* **WORK INSTRUCTION**: Among the records that follow, find the line with "Query: dark rocky mountain" and the line with "Every instance of the white". Set down those lines and all lines between them exactly, without adding anything.

################

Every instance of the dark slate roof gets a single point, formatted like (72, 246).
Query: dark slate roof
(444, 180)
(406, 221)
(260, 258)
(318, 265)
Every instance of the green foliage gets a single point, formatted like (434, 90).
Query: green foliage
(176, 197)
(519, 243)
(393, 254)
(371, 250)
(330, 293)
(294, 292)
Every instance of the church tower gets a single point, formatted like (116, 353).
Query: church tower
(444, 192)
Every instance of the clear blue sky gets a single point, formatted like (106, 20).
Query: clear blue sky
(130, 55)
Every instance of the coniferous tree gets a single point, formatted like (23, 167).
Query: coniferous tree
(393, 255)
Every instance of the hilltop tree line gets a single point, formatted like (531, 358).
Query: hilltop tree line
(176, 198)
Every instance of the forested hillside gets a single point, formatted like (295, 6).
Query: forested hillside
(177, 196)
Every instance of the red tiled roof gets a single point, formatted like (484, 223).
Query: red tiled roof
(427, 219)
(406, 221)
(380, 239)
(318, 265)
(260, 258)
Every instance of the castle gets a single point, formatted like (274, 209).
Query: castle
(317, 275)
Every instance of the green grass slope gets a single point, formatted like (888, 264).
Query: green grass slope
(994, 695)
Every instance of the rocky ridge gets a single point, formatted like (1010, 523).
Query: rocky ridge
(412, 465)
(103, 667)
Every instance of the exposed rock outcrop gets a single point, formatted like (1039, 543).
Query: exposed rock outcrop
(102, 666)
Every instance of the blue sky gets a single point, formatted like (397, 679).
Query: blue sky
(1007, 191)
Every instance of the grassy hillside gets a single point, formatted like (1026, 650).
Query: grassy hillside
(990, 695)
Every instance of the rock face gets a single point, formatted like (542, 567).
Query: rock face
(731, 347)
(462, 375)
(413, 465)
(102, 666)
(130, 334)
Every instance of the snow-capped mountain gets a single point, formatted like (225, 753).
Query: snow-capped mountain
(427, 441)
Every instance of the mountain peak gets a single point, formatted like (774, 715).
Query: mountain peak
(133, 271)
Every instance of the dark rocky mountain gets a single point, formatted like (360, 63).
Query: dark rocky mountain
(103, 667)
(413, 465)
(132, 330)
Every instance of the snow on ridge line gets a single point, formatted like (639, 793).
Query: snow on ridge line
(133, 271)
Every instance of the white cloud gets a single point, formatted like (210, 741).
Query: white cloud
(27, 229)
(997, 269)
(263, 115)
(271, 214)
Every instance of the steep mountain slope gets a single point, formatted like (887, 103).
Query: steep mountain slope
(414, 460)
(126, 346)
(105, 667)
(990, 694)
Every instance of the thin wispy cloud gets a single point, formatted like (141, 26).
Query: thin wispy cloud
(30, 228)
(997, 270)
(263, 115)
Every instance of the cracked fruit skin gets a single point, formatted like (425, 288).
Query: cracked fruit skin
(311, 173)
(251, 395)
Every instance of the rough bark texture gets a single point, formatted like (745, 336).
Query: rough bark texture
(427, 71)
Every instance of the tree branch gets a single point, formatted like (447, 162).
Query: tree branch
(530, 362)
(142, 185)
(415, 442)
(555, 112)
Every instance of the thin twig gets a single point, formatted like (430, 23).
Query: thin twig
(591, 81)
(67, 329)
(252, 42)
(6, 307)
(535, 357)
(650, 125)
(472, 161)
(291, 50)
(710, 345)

################

* **WRITTEN ANSWER**:
Query: dark rocky mountain
(103, 667)
(413, 465)
(132, 330)
Every instance of the snow on ridge line gets a single point, formatted like (639, 793).
Query: snow on ridge line
(133, 271)
Every instance of the white cloud gets a single point, formatted like (210, 741).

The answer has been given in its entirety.